▶ _Problem requirements_
In full and unchanged, output the entries that follow.

▶ _Data shown_
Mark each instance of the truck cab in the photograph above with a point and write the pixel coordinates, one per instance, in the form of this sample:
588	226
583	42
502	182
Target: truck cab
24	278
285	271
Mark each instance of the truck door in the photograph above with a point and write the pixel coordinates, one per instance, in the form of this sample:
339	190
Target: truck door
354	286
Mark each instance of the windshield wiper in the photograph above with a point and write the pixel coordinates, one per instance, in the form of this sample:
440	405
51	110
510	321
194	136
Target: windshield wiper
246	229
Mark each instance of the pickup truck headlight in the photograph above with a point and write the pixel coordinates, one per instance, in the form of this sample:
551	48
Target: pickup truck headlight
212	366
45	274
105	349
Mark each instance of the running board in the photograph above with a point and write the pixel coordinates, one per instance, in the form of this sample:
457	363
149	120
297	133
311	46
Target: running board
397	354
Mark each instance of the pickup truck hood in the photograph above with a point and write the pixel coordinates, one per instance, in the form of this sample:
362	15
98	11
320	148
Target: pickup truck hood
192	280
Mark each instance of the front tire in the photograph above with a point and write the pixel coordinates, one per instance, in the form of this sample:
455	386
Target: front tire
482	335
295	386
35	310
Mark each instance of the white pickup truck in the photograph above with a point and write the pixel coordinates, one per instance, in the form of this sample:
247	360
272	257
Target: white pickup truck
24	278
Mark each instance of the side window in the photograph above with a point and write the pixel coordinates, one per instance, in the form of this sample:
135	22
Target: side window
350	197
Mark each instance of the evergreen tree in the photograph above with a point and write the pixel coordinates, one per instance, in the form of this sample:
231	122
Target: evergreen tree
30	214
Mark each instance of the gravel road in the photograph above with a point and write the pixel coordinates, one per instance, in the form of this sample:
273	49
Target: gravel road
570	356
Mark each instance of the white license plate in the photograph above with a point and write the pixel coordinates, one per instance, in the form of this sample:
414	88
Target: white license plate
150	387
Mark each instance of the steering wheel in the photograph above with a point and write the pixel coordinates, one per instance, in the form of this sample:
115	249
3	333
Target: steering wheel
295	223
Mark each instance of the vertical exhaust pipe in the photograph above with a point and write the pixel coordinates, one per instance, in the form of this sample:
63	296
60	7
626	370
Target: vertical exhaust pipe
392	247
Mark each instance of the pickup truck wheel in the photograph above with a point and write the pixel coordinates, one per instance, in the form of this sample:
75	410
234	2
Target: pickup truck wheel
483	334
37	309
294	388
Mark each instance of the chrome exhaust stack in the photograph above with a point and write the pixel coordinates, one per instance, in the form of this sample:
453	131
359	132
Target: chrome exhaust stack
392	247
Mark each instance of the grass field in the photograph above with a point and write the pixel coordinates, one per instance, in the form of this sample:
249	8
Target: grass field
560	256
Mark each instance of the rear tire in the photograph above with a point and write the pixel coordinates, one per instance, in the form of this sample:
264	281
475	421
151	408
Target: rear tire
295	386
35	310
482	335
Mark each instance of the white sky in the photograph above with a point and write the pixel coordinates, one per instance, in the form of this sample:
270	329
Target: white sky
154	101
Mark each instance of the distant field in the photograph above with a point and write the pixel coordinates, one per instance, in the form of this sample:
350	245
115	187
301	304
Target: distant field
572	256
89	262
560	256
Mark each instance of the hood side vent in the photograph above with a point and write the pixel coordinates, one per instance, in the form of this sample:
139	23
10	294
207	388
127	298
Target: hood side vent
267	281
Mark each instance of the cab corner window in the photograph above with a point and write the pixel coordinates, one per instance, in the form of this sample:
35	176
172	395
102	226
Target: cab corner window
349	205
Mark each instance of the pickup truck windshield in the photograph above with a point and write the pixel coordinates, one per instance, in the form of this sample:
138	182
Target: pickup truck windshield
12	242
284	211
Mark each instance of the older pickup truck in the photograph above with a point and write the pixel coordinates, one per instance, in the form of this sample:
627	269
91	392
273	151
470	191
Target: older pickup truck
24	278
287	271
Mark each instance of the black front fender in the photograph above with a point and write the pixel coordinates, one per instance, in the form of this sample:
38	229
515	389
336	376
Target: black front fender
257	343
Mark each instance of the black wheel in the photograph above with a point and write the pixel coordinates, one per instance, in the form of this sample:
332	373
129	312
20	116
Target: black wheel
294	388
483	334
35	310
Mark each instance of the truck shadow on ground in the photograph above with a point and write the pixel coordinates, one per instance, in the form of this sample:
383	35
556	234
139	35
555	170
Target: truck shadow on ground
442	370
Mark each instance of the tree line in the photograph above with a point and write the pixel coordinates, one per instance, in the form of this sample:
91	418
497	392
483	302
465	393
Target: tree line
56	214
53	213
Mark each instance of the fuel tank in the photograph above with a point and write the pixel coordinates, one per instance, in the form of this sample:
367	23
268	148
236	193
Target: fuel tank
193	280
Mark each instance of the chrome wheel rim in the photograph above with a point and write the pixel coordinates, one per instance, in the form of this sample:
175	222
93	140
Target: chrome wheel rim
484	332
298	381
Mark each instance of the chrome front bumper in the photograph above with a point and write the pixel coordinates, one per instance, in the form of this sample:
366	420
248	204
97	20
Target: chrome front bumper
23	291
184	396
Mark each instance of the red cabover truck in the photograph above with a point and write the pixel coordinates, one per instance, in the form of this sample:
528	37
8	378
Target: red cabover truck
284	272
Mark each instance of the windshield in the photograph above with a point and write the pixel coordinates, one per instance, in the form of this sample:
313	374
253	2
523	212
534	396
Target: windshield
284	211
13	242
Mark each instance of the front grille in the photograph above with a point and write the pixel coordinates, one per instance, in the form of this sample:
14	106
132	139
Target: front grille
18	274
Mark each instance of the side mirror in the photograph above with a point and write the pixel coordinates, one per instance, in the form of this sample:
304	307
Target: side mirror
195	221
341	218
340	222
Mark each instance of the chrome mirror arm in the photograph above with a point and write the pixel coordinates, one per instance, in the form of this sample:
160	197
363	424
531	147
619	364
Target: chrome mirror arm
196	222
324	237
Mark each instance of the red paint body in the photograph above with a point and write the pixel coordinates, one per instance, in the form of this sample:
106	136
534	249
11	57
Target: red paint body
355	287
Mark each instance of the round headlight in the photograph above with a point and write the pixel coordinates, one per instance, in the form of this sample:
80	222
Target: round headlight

▶ _Response box_
Mark each instance of the truck cab in the photograph above with a point and write the pixel coordinates, one per instance, in the form of this sample:
588	226
583	42
502	182
Target: truck cab
24	278
285	271
Mark each instance of the truck door in the photograph above with a point and write the pixel coordinates, one per instance, in the form of this sample:
339	190
Target: truck door
354	286
Mark each instance of the windshield wiper in the photograph above with a point and write the pixel coordinates, one per instance, in the form of this sample:
440	405
51	110
510	321
194	136
Target: windshield wiper
246	229
Mark each instance of the pickup truck headlight in the photograph above with a point and write the pixel coordinates, one per instance, in the form of this sample:
551	48
Target: pickup truck headlight
212	366
45	274
105	349
Mark each instance of the running board in the photograph above with a point and write the pixel coordinates, one per instance, in the form of this sample:
457	363
149	120
297	133
311	46
Target: running board
397	354
Mark each instance of the pickup truck hood in the photograph above with a point and write the pixel coordinates, one per instance, in the form of this sample:
362	15
98	11
320	148
Target: pickup truck hood
192	280
Mark each instance of the front tire in the photograph above with a point and write the pixel coordinates, one per instance, in the form of this sample:
455	386
Target: front tire
482	335
295	386
35	310
Mark each instance of the white pickup truck in the photograph above with a point and write the pixel coordinates, one per instance, in the form of this sample:
247	360
272	257
Target: white pickup truck
24	278
Mark each instance of the side window in the photograph above with a point and write the pixel coordinates, one per instance, in the form of this sample:
135	22
Target: side window
350	197
Mark each instance of the evergreen tree in the photograph above with a point and write the pixel coordinates, one per instance, in the form of this sample:
231	122
Target: evergreen tree
30	214
Mark each instance of the gravel road in the photograph above with a point and write the pixel coordinates, one per instance, in the form of this sample:
273	49
Target: gravel road
570	356
Mark each instance of the white license plate in the photograph above with a point and write the pixel coordinates, one per instance, in the form of this sample:
414	88
Target: white license plate
150	387
Mark each instance of the steering wheel in the photograph above with a point and write the pixel coordinates, one per instance, in the form of this sample:
115	249
3	333
Target: steering wheel
295	223
Mark each instance of the vertical exhaust pipe in the photograph above with a point and write the pixel coordinates, one per instance, in the form of this sample:
63	296
60	7
626	370
Target: vertical exhaust pipe
392	247
Mark each instance of the pickup truck wheel in the photograph above with a point and write the pixel coordinates, one per instance, in the form of this sample:
75	410
234	2
Target: pickup truck wheel
483	334
37	309
294	388
Mark each instance of the chrome exhaust stack in the photograph above with a point and write the pixel coordinates, one per instance, in the form of this sample:
453	131
359	132
Target: chrome exhaust stack
392	247
Mark each instance of the grass field in the photograph above with a point and write the pixel coordinates, one per instance, in the form of this sample:
249	8
Target: grass field
560	256
Mark each instance of the rear tire in the photograph above with a point and write the pixel coordinates, one per instance, in the form of this sample:
264	281
475	421
151	408
Target: rear tire
295	386
35	310
482	335
Mark each instance of the white sky in the photograph above with a point and write the pixel coordinates, one per instance, in the form of this sample:
270	329
Target: white sky
154	101
Mark each instance of the distant field in the photograph above with a point and write the pixel coordinates, one per instance, in the form of this sample:
350	245
115	187
301	304
Target: distant field
572	256
89	262
560	256
Mark each instance of the hood side vent in the photograph above with a point and write the pixel coordinates, one per instance, in the form of this sample:
139	23
10	294
207	388
127	298
Target: hood side vent
267	281
Mark each instance of the cab corner window in the photograph above with a point and write the pixel coordinates, one per instance, in the form of this sample:
35	176
172	395
102	226
Target: cab corner window
349	205
Mark each instance of the pickup truck windshield in the photograph above with a point and write the pixel coordinates, one per instance, in the form of this sample:
138	182
Target: pickup truck windshield
12	242
284	211
Mark each instance of the older pickup truck in the photograph above with a point and write the pixel coordinates, one per instance, in the form of this sample:
627	269
91	392
273	151
470	191
Target: older pickup truck
24	278
287	271
Mark each instance of the black front fender in the photograph above with a point and write the pixel coordinates, one per instance, in the form of this sample:
38	229
515	389
336	376
Target: black front fender
257	343
Mark each instance of the black wheel in the photograph above with a point and write the pixel coordinates, one per instance, in the form of this sample:
332	373
129	312
20	116
Target: black wheel
294	388
483	334
35	310
Mark each instance of the truck shadow on ground in the photograph above with a point and write the pixel coordinates, one per instance, in the form of this sample:
383	35
556	234
139	35
555	170
Target: truck shadow on ground
442	370
Mark each instance of the tree line in the photograph above with a point and write the pixel coordinates, one per instance, in the form of this sample:
91	418
497	392
483	302
465	393
Target: tree line
56	214
53	213
Mark each instance of the fuel tank in the photograph above with a point and write the pixel coordinates, one per instance, in the form of this sample:
367	23
268	148
236	193
Target: fuel tank
193	280
Mark each instance of the chrome wheel rim in the photograph above with a point and write the pixel coordinates, one per instance, in the form of this sample:
175	222
93	140
Target: chrome wheel rim
484	332
298	381
Mark each instance of the chrome front bumper in the photograph above with a point and write the pixel coordinates, one per instance, in the form of this sample:
366	420
248	204
97	20
Target: chrome front bumper
23	291
184	396
Mark each instance of the red cabover truck in the photograph above with a point and write the pixel coordinates, one per instance, in the form of this sample:
528	37
8	378
Target: red cabover truck
284	272
Mark each instance of the windshield in the photograph above with a point and write the pixel coordinates, one per instance, in the form of this sample:
313	374
253	2
523	212
534	396
Target: windshield
284	211
13	242
Mark each instance of the front grille in the photograph above with a point and write the pixel coordinates, one per instance, in the form of this sample:
14	106
132	139
Target: front grille
18	274
Mark each instance of the side mirror in the photograph above with a point and write the pixel coordinates, one per instance, in the form of this sample:
304	307
Target: side mirror
195	221
341	218
340	222
Mark each instance of the chrome mirror arm in the photograph above with a point and write the pixel coordinates, one per instance, in the form of this sample:
160	197
363	424
531	147
619	364
Target: chrome mirror arm
196	222
324	237
Mark each instance of the red paint body in the photograph above with a point and write the pixel coordinates, one per instance, in the form of this sample:
106	136
534	249
11	57
Target: red paint body
355	287
Mark each instance of the round headlight in the photograph above with a point and write the pixel coordinates, one per instance, in the form of this sample:
80	222
Target: round headlight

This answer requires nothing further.